Pointing records
-=-=-

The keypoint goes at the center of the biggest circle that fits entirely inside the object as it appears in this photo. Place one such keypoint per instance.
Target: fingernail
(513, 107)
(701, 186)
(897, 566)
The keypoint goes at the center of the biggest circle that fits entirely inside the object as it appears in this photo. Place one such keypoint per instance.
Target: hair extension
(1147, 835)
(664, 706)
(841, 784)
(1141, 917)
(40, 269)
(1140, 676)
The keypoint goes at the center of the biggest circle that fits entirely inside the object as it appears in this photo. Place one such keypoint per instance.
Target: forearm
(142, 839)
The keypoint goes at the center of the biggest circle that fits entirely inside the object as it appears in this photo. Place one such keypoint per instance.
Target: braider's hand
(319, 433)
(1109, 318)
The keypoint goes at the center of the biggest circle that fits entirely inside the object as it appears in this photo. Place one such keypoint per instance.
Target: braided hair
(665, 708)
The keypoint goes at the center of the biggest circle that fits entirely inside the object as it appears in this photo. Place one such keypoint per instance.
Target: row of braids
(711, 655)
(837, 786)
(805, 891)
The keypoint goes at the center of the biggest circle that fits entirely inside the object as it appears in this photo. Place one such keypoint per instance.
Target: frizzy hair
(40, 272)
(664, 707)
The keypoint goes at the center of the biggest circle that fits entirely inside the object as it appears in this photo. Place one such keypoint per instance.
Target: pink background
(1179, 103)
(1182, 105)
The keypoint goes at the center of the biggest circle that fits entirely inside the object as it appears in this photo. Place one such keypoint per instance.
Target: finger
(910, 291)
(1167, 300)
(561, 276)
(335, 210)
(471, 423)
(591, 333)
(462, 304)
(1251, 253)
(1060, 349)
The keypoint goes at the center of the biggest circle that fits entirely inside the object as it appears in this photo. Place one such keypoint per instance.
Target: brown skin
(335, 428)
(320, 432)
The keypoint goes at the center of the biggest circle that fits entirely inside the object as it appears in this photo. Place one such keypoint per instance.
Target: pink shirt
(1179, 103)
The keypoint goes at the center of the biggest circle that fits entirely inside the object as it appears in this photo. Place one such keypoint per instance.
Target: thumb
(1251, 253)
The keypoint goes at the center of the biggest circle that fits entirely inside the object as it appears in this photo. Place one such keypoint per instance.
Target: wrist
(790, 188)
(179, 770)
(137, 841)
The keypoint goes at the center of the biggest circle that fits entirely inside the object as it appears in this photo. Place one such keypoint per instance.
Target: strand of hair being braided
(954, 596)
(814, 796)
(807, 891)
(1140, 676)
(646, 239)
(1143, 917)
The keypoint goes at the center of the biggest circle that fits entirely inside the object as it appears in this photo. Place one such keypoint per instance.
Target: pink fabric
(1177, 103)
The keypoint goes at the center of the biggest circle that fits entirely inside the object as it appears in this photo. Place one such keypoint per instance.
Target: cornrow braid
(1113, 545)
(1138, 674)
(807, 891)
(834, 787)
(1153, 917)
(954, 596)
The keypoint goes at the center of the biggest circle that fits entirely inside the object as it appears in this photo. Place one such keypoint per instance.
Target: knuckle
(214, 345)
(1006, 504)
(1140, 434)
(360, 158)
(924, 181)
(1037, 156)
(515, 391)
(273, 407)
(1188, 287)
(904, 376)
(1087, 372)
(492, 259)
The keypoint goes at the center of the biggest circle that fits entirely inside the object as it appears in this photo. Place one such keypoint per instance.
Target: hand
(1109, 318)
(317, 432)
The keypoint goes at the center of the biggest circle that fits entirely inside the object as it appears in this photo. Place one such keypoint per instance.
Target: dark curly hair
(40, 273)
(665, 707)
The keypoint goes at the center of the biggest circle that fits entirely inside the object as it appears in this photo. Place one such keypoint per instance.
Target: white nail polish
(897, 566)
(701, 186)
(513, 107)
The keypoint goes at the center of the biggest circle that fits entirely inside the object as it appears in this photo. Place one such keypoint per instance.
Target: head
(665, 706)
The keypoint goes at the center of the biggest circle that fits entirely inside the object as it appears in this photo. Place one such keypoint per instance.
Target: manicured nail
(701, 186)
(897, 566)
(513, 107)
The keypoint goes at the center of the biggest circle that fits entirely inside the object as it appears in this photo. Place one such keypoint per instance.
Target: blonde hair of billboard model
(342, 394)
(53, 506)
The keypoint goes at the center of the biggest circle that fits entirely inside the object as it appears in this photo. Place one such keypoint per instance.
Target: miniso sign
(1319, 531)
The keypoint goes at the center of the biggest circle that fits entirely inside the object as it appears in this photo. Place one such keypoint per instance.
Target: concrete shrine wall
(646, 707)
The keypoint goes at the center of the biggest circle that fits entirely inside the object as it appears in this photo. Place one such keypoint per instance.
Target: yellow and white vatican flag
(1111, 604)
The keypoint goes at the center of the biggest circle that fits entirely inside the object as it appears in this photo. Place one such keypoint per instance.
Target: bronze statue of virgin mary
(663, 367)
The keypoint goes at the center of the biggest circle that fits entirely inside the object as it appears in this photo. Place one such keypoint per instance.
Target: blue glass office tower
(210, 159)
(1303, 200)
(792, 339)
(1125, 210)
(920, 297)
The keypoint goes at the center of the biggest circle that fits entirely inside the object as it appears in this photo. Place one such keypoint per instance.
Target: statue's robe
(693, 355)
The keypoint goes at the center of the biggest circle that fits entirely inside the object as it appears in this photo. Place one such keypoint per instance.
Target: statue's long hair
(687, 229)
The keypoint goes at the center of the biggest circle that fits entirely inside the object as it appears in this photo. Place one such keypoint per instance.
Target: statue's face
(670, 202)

-=-=-

● Given problem
Write down every line of the data exactly as it appears above.

● Answer to the problem
The keypoint goes at the center of the biggest circle that fits entirely inside the object as it appears in this photo. Place one such keypoint per instance.
Target: fingernail
(513, 107)
(701, 186)
(897, 566)
The keypoint goes at the center of the biggest circle that fits entirely inside the object as it appears in this photo. Place one such keypoint per instance.
Target: hair extension
(1147, 835)
(664, 706)
(841, 784)
(1141, 917)
(40, 269)
(1140, 676)
The keypoint goes at the center of the biggest circle that fits entirely inside the object as it appears in this photo. Place one such keypoint per instance.
Target: forearm
(142, 839)
The keypoint goes at the center of the biggest circle that fits entirely inside the object as it appears in this photo. Place one such keypoint per instance.
Target: braider's hand
(319, 433)
(1109, 318)
The keypoint goes at the center of the biggest circle that fits entirely inside the object as it appears in this photo. Place one such keypoint per instance.
Target: braided hair
(665, 708)
The keypoint goes at the center of the biggest circle that fits entirely inside the object as it appears in this photo. Place one such keypoint per instance.
Target: row of braids
(711, 655)
(837, 786)
(805, 891)
The keypoint goes at the center of the biggest circle that fits entirely inside the object as it appears in this photo. Place one such keypoint per instance.
Target: frizzy hair
(40, 272)
(664, 707)
The keypoint goes at the center of the biggest circle that fits entirely inside the object as it appears in this photo. Place one such keypoint per instance.
Target: pink background
(1179, 103)
(1182, 105)
The keypoint goes at the center of the biggest circle that fits entirely inside the object as it appears in this photo. Place one such keypoint per instance.
Target: finger
(910, 291)
(1167, 300)
(561, 276)
(335, 210)
(471, 423)
(591, 333)
(462, 304)
(1251, 253)
(1060, 349)
The keypoint goes at the center of the biggest circle that fits entirely inside the object as it appears in this photo. Place one such keypoint per instance.
Target: brown skin
(335, 428)
(320, 432)
The keypoint goes at the center of the biggest circle that fits entirely inside the object as it appears in this photo. Place one such keypoint per instance.
Target: pink shirt
(1179, 103)
The keypoint goes at the center of the biggest circle that fits entirely inside the object as it appears in this photo. Place one such keypoint per instance.
Target: thumb
(1251, 253)
The keypoint goes at the center of the biggest circle that fits entirely inside the object as it appears in this photo. Place one such keypoint per instance.
Target: wrist
(790, 188)
(179, 770)
(137, 841)
The keypoint goes at the center of the biggest circle that fits entirely inside the object as it appears in this photo. Place one such keypoint per instance.
Target: strand of hair being braided
(954, 596)
(814, 796)
(807, 891)
(1140, 676)
(646, 239)
(1143, 917)
The keypoint goes at the center of the biggest circle that fits entirely inside the object as it appears in this photo. Place one such keypoint per instance.
Target: pink fabric
(1177, 103)
The keypoint goes at the center of the biggest circle that fits entirely inside the object as it appears in this photo. Place one such keypoint per instance.
Target: cornrow braid
(1113, 545)
(1138, 674)
(807, 891)
(834, 787)
(1153, 917)
(954, 596)
The keypoint goes at the center of the biggest circle that fits entirely inside the object as it appears in this photo. Place one such keypoint per instance.
Target: knuckle
(214, 345)
(1006, 504)
(1140, 434)
(360, 158)
(924, 181)
(1037, 156)
(515, 391)
(273, 407)
(1188, 287)
(904, 376)
(1087, 372)
(492, 259)
The keypoint goes at the center of the biggest circle that fits entirely inside the object as it appears in this photo. Place one such keypoint per instance.
Target: hand
(1109, 318)
(317, 432)
The keypoint goes at the center of the biggest circle that fits entirely inside the object as it appears in this photo. Place one such keypoint per instance.
Target: dark curly hair
(40, 273)
(665, 707)
The keypoint goes at the center of the biggest circle that fits entirely inside the object as it appears in this photo. Place one such keypoint per instance.
Target: white nail polish
(897, 566)
(701, 186)
(513, 107)
The keypoint goes at the center of the biggest circle that fits entirely inside the object as it appears in this photo. Place one such keypoint per instance.
Target: head
(665, 706)
The keypoint goes at the center of the biggest circle that fits entirely inside the object as it appears in this photo. Place one such keypoint per instance.
Target: manicured nail
(701, 186)
(897, 566)
(513, 107)
The keypoint goes at the center of the biggest circle that fits entirely inside the object as it appears in this photo. Place one such keypoint per instance.
Target: blonde hair of billboard model
(342, 394)
(53, 506)
The keypoint goes at the center of the biggest circle that fits entirely inside the object as it appears in this photo. Place one such keypoint per instance.
Target: miniso sign
(1319, 531)
The keypoint goes at the center of the biggest circle that fits entirely inside the object as it appears in this photo. Place one such keypoint per instance.
Target: concrete shrine wall
(646, 707)
The keypoint goes at the center of the biggest circle that fits entirely inside the object as it appears in this photo. Place one such keypoint per instance.
Target: yellow and white vatican flag
(1111, 604)
The keypoint goes at the center of the biggest circle that fits entirely inside the object as it appears in this photo. Place one such keypoint per instance.
Target: bronze statue of virgin mary
(663, 367)
The keypoint goes at the center of the biggest circle that fits entirely inside the object as it appears in this photo. Place one such keypoint per instance.
Target: blue glass office tower
(210, 159)
(1303, 200)
(792, 339)
(1125, 210)
(920, 297)
The keypoint goes at the center of the biggest circle that fits entirely inside the object as it appears in this photo. Place one such keypoint per instance.
Target: statue's robe
(693, 355)
The keypoint goes at the center of the biggest circle that fits entirely inside the object as it appears in this photo. Place one such keypoint per instance.
Target: statue's long hair
(687, 229)
The keypoint goes at the center of the biggest circle that fits entirely inside the object as it appears in this photo. Place one such keypoint per instance.
Target: statue's face
(670, 202)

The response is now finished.